====== Reading text ======

RIPTON, VT—The Vermont Land Trust recognized Corie Pierce, owner and operator of Bread & Butter Farm in Shelburne and South Burlington, as winner of the Eric Rozendaal Memorial Award on Sunday, October 6, at its Annual Meeting and Celebration.
The Rozendaal Award honors the legacy of Eric Rozendaal —a thoughtful, creative, and entrepreneurial farmer who passed away in 2018. Vermont farmers had a three-month period to apply for the $5,000 award and explain how they exemplify Rozendaal’s values of land stewardship, giving back and entrepreneurial farming.
The Selection Committee was impressed by Pierce’s work to support ecosystem health on her 143-acre property, her partnerships and breadth of community engagement, as well as her entrepreneurial approach, said VLT Chief of Staff Michelle Connor.
“I’m honored to have been selected and grateful,” said Pierce.

====== Extracted records ======

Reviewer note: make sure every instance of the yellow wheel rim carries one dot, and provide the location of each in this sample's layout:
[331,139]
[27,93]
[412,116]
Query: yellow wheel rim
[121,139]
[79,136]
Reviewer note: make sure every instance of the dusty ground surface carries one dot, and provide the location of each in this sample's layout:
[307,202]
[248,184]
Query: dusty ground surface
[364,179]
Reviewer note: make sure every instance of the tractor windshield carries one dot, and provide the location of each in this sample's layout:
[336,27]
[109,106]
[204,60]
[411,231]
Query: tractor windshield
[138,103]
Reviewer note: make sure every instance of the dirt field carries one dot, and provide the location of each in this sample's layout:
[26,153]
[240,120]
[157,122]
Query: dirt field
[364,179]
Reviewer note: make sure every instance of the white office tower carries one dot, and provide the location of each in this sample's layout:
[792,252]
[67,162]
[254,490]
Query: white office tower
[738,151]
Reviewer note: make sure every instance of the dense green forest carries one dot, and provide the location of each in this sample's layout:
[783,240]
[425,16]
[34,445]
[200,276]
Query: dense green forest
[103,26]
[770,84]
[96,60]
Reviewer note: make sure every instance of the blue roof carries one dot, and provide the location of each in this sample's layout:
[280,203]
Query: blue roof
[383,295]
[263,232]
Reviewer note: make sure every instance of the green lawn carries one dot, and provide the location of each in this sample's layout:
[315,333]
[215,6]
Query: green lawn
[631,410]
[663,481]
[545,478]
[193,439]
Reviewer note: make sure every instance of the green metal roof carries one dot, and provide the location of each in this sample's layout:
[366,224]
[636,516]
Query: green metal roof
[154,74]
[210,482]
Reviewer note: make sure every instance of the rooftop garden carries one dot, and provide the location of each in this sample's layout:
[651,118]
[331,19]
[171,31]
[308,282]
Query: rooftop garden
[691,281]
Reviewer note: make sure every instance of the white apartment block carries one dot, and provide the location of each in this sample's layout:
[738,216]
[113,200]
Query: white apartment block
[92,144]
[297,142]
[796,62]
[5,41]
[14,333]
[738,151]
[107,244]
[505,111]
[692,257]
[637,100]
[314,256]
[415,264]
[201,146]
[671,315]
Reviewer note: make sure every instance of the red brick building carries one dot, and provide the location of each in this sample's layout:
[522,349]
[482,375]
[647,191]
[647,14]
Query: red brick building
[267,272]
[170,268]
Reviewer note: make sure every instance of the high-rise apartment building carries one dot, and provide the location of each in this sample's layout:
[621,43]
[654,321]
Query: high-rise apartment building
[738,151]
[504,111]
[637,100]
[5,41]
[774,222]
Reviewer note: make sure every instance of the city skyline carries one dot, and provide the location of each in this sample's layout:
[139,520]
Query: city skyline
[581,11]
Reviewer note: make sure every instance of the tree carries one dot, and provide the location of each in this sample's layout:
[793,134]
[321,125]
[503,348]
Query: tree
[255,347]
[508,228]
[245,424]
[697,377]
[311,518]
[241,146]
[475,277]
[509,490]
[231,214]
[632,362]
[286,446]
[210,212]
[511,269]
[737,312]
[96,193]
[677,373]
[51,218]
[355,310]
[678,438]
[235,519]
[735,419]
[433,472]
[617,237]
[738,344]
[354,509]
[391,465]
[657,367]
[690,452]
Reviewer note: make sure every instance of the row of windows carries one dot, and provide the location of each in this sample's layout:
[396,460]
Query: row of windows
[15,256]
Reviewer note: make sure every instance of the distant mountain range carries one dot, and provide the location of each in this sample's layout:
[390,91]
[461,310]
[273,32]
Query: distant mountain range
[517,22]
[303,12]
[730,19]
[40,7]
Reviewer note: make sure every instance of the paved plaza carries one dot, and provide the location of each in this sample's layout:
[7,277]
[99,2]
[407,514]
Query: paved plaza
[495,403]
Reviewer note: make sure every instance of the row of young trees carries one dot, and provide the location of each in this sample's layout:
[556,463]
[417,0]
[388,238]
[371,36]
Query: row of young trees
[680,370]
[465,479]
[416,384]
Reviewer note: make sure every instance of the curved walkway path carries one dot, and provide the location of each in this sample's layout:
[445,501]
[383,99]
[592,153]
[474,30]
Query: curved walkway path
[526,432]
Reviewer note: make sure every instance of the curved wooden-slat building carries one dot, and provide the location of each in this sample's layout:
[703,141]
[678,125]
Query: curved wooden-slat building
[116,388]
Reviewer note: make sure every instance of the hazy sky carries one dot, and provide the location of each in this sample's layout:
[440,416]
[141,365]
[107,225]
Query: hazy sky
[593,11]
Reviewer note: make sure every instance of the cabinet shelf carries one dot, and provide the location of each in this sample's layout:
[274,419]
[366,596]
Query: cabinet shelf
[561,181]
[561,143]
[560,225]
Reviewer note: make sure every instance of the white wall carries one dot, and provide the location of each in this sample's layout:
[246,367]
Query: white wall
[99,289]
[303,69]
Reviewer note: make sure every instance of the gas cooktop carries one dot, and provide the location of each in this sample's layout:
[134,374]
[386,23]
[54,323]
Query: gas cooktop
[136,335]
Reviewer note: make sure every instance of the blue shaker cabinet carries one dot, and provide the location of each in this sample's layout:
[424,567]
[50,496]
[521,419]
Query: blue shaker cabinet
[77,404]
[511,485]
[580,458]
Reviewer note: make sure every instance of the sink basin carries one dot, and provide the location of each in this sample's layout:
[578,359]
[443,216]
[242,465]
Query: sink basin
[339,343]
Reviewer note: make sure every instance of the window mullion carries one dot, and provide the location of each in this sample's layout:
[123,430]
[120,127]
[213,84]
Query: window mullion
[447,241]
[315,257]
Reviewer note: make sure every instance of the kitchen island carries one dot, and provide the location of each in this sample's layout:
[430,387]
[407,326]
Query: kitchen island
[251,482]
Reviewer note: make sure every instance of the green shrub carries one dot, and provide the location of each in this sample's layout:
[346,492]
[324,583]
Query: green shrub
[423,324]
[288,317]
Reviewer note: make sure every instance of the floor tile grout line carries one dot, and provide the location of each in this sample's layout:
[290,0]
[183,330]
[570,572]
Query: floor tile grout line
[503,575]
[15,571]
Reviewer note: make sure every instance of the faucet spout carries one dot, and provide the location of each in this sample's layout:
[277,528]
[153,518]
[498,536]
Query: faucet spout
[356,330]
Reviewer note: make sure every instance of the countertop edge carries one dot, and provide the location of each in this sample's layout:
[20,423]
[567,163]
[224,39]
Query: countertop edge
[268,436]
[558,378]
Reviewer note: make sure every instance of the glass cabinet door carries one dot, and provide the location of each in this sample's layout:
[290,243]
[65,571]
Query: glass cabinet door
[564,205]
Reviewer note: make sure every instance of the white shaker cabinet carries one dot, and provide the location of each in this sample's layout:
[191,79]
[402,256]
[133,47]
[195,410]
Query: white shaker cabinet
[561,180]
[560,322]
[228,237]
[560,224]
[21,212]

======

[Problem statement] From the article above on the Eric Rozendaal Memorial Award, reproduce word for word the passage starting at "RIPTON, VT—The Vermont" and ending at "and entrepreneurial farming.".

[Result of the task]
RIPTON, VT—The Vermont Land Trust recognized Corie Pierce, owner and operator of Bread & Butter Farm in Shelburne and South Burlington, as winner of the Eric Rozendaal Memorial Award on Sunday, October 6, at its Annual Meeting and Celebration.
The Rozendaal Award honors the legacy of Eric Rozendaal —a thoughtful, creative, and entrepreneurial farmer who passed away in 2018. Vermont farmers had a three-month period to apply for the $5,000 award and explain how they exemplify Rozendaal’s values of land stewardship, giving back and entrepreneurial farming.